The records START

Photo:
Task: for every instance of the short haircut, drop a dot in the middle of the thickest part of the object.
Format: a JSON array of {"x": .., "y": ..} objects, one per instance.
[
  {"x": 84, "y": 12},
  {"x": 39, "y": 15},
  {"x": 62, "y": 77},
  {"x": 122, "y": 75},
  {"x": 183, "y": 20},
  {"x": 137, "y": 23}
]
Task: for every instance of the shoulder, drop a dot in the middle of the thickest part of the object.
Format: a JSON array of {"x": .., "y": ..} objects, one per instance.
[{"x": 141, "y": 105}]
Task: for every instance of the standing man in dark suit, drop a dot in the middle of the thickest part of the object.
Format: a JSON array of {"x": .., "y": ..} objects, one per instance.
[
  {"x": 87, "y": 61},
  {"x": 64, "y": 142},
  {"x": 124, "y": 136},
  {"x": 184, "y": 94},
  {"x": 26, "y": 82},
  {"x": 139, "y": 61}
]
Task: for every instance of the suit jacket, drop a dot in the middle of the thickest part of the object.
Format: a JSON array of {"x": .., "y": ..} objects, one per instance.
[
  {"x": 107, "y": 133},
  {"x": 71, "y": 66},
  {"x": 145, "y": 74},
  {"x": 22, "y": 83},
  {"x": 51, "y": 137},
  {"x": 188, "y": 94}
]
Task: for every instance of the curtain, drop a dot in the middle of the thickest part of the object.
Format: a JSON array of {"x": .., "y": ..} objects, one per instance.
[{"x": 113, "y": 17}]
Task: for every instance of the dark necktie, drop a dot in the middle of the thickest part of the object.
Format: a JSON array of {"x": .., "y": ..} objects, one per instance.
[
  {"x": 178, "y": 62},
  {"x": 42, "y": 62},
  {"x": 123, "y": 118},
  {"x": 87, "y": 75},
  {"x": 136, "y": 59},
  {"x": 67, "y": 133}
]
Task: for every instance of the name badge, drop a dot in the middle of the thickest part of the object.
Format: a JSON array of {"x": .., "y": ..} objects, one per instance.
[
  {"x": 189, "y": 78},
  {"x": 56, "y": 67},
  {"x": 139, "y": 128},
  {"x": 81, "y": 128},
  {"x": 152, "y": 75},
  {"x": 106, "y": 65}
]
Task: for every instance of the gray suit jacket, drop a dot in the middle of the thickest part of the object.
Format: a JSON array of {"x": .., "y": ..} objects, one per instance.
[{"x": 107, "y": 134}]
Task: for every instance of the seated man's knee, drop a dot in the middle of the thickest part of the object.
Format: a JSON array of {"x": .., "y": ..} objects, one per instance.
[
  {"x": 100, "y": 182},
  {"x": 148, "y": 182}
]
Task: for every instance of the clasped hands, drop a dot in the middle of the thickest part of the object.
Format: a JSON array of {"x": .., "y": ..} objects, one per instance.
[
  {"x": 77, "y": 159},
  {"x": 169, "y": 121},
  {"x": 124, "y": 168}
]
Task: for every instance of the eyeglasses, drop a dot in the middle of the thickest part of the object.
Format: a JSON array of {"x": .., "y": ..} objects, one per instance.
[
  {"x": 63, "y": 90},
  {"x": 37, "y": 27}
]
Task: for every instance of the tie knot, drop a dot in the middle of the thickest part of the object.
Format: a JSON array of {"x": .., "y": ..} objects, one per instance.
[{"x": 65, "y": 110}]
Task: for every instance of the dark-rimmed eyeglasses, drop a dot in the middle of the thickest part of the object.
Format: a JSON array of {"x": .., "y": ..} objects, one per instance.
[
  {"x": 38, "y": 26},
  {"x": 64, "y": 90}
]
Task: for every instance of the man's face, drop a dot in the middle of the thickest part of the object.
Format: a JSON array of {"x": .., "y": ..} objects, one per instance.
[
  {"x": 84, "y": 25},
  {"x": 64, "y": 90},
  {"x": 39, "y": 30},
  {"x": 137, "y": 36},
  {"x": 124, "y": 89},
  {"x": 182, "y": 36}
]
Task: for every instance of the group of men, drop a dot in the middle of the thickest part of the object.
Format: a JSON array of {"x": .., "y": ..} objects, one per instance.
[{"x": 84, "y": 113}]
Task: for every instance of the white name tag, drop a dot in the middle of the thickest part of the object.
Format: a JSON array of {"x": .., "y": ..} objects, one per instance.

The records END
The records START

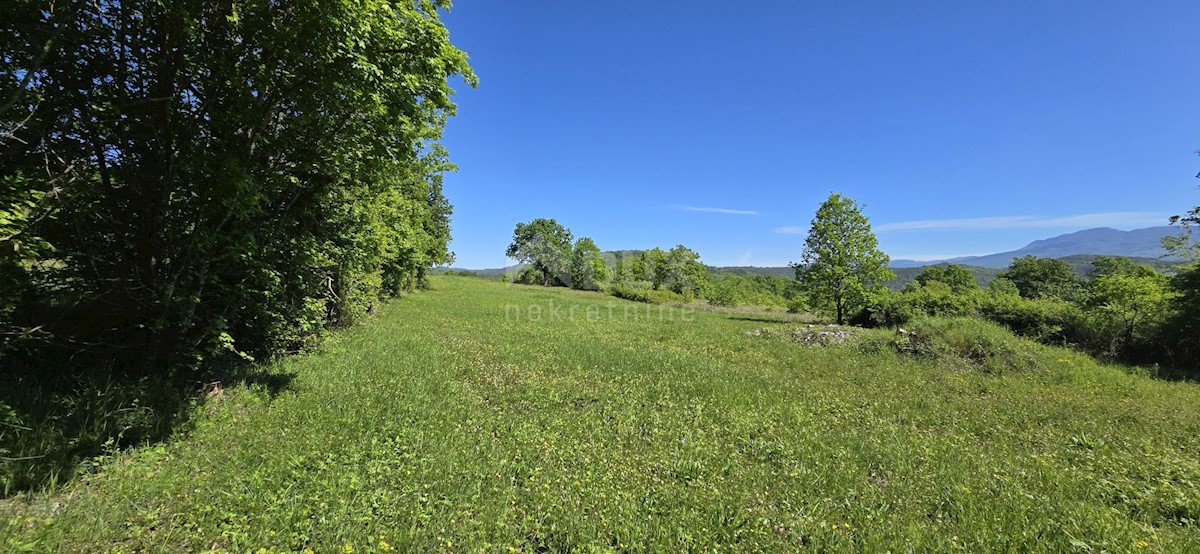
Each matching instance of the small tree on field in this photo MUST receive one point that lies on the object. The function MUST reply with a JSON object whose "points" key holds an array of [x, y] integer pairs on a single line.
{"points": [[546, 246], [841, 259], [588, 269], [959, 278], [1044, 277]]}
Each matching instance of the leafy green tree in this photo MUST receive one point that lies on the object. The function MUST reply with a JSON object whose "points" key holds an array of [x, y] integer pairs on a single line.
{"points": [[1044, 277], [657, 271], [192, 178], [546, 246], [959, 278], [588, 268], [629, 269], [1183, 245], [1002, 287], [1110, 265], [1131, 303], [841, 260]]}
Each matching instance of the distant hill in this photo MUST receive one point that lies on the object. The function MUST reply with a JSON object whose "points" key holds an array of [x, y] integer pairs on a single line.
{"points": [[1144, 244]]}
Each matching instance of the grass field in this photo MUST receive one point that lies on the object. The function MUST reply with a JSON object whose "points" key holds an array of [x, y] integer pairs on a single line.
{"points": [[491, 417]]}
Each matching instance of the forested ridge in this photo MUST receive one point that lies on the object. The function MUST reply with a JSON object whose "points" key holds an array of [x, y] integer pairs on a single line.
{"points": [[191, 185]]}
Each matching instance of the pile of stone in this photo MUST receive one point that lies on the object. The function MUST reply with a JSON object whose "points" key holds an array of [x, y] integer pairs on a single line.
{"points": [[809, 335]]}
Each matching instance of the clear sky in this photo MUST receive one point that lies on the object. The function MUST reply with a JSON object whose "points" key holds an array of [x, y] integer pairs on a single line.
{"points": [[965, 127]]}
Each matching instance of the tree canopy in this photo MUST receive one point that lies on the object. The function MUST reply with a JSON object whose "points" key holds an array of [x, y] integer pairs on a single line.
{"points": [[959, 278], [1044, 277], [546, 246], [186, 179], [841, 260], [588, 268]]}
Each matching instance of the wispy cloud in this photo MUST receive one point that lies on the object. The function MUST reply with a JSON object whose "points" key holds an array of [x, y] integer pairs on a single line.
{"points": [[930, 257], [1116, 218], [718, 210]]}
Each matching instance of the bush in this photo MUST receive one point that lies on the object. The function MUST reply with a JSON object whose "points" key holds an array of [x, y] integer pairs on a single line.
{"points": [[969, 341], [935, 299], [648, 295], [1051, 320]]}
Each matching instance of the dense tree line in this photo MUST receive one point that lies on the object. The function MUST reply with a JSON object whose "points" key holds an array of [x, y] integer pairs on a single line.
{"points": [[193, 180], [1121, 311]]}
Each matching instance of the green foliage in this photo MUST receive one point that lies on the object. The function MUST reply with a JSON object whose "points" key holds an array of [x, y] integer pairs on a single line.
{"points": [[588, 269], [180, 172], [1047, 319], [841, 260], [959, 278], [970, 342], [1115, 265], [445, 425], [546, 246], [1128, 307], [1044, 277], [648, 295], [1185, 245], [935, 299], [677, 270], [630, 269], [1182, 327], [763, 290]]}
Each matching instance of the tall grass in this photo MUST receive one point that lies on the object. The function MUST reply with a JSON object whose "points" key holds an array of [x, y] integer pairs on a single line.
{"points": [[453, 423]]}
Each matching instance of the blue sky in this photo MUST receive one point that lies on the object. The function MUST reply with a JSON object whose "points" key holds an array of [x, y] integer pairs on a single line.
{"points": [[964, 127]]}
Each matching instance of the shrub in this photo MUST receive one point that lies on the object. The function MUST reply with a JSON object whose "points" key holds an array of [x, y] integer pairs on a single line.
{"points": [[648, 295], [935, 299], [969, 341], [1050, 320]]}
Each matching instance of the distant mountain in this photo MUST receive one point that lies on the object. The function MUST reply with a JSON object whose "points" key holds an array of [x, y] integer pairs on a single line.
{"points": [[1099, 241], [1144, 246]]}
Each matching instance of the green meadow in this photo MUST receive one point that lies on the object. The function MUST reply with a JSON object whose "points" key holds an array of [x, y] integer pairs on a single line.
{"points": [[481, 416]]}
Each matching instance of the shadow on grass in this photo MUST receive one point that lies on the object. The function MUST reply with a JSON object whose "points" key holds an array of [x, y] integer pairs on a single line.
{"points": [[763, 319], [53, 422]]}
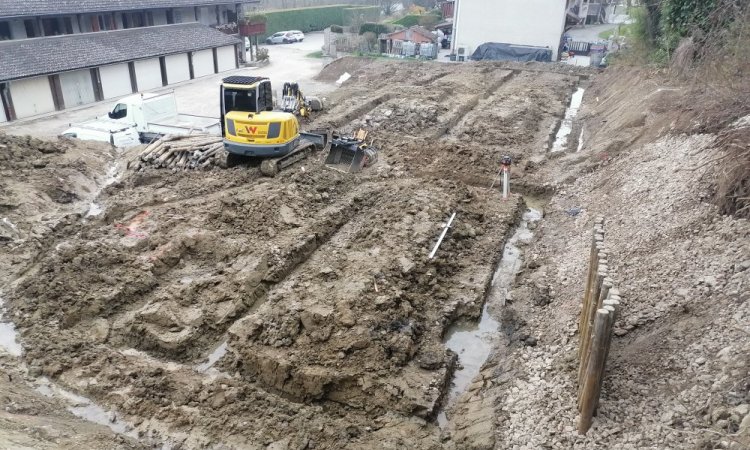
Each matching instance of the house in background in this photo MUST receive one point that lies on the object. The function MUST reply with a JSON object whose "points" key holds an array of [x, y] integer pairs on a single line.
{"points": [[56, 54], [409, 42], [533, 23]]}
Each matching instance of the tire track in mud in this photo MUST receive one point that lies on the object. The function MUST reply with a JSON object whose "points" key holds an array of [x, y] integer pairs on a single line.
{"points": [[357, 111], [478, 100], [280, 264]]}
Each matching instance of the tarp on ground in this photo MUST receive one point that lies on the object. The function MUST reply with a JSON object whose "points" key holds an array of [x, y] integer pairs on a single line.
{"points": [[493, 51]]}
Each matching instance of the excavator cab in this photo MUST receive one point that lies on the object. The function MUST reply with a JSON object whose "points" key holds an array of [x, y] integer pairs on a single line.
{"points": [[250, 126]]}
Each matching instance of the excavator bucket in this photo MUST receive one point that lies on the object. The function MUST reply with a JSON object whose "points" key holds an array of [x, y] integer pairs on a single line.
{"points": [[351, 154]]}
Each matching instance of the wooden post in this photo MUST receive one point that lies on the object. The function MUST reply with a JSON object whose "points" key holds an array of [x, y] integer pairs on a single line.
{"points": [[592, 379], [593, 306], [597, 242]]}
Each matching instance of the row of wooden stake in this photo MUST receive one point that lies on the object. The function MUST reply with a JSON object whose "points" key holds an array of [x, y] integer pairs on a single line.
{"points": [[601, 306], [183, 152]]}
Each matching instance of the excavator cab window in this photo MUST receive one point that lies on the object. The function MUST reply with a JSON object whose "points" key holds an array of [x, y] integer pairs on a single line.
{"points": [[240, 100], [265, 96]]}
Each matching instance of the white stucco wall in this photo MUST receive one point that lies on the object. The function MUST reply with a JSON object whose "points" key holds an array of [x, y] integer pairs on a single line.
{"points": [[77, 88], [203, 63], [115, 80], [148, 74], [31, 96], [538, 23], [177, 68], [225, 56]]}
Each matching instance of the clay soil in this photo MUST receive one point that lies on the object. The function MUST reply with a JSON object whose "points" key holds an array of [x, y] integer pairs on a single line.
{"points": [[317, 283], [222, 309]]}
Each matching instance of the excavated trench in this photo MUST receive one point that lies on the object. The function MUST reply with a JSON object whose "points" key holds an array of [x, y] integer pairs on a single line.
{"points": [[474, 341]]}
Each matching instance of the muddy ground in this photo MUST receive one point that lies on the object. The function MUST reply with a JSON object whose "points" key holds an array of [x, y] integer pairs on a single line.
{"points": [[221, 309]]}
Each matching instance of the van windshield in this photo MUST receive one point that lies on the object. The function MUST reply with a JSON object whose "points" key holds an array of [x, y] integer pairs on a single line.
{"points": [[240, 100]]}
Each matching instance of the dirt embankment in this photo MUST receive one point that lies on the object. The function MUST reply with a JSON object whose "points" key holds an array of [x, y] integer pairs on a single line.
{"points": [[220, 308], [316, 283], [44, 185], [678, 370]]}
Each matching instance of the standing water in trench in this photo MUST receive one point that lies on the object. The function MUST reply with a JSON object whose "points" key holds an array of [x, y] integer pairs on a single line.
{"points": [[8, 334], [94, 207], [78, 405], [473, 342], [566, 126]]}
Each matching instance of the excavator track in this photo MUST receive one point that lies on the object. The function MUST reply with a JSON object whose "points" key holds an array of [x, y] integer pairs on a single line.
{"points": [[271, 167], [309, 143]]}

The records END
The records START

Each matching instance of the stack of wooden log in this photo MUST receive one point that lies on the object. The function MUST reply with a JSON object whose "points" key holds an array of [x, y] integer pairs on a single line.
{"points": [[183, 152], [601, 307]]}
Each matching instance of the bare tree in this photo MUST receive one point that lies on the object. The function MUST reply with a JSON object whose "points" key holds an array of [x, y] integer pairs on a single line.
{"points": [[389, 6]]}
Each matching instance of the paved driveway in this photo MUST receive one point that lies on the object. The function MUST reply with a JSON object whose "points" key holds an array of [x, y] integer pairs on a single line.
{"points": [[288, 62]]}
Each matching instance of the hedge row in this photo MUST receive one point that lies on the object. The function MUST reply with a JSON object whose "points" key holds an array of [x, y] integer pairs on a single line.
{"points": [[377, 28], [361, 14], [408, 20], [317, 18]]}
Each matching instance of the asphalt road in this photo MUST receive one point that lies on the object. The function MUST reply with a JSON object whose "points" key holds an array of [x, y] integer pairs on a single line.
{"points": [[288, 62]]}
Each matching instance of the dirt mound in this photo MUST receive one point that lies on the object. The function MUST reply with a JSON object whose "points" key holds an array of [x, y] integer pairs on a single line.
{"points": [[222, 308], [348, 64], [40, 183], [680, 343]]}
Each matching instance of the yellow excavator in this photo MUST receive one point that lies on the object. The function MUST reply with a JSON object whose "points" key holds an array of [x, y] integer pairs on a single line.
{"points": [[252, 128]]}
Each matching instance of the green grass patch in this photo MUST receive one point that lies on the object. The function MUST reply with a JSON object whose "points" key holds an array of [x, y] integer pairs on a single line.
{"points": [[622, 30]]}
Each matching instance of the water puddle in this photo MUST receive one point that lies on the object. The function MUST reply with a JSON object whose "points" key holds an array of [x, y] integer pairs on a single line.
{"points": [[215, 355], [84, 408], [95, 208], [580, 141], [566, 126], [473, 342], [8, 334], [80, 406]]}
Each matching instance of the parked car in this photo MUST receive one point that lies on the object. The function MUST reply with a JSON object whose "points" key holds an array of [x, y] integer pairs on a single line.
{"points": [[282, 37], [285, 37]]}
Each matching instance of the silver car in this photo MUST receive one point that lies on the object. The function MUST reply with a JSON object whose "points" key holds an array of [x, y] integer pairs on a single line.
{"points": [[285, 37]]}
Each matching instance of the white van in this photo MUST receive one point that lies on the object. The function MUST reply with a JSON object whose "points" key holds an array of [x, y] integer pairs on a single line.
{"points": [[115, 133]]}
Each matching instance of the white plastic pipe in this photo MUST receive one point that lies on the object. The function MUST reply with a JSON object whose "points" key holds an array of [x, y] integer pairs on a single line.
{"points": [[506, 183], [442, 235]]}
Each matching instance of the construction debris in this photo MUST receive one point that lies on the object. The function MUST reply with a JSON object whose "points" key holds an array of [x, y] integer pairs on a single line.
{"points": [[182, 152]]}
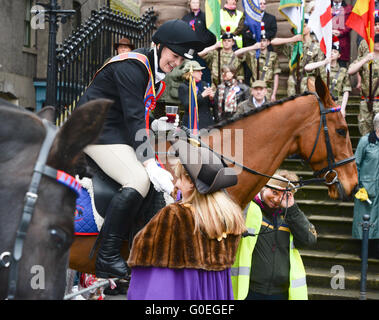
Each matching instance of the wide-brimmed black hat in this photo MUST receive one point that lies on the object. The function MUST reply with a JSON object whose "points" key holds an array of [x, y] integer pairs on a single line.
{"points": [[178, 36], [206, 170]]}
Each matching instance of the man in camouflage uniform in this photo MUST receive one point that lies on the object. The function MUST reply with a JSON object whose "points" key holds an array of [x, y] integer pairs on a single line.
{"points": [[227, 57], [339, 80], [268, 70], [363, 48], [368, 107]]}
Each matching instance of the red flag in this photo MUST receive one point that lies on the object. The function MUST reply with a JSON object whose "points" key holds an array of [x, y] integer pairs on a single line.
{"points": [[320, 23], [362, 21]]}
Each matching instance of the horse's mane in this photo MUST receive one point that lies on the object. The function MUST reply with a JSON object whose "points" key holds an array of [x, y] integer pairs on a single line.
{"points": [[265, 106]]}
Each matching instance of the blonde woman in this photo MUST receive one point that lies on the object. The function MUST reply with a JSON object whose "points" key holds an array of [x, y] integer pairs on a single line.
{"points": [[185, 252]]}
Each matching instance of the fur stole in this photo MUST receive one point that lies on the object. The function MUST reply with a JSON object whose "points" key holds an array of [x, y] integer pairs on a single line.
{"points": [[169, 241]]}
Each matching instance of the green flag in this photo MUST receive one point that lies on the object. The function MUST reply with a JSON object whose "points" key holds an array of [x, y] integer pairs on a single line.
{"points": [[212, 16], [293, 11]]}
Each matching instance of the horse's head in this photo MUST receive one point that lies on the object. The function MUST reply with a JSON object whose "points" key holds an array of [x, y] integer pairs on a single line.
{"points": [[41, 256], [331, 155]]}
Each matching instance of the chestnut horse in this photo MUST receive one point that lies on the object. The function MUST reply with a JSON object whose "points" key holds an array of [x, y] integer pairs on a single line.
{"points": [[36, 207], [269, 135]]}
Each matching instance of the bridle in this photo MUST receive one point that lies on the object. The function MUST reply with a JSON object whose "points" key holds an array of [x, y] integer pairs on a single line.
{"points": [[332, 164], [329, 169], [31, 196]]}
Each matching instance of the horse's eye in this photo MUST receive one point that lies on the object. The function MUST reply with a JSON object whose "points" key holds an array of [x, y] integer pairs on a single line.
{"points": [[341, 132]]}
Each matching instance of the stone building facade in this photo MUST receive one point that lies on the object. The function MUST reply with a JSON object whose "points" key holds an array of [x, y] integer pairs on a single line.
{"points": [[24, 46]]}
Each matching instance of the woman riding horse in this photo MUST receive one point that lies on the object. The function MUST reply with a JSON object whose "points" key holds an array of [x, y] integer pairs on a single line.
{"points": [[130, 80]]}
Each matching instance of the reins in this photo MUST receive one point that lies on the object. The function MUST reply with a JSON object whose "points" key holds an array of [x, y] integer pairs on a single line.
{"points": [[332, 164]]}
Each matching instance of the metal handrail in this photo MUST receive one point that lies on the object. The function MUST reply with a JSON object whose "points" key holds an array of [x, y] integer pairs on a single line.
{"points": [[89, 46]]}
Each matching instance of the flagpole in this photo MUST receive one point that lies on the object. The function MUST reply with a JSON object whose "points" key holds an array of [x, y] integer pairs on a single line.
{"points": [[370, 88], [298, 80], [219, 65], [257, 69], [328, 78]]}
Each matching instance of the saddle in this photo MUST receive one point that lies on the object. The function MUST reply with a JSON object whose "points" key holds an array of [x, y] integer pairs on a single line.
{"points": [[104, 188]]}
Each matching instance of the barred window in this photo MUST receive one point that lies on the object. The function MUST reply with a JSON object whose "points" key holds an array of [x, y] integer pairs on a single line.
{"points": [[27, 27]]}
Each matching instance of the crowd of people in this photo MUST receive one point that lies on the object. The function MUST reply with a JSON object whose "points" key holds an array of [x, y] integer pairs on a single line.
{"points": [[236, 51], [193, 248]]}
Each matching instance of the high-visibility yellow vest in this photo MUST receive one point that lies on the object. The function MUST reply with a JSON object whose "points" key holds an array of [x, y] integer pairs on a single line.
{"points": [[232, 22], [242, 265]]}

The records END

| Aim of the exercise |
From the entries above, return each line with the word "dark" in it.

| Written response |
Task: for every instance of the standing man in dark suit, drop a dot in the middle of the thickest part of the object.
Task: for every instance of the dark necktie, drop a dot in the middle of the thickest part of the object.
Task: for every instance of the dark-rimmed eyeglasses, drop a dot in the middle of the thickest part of the object.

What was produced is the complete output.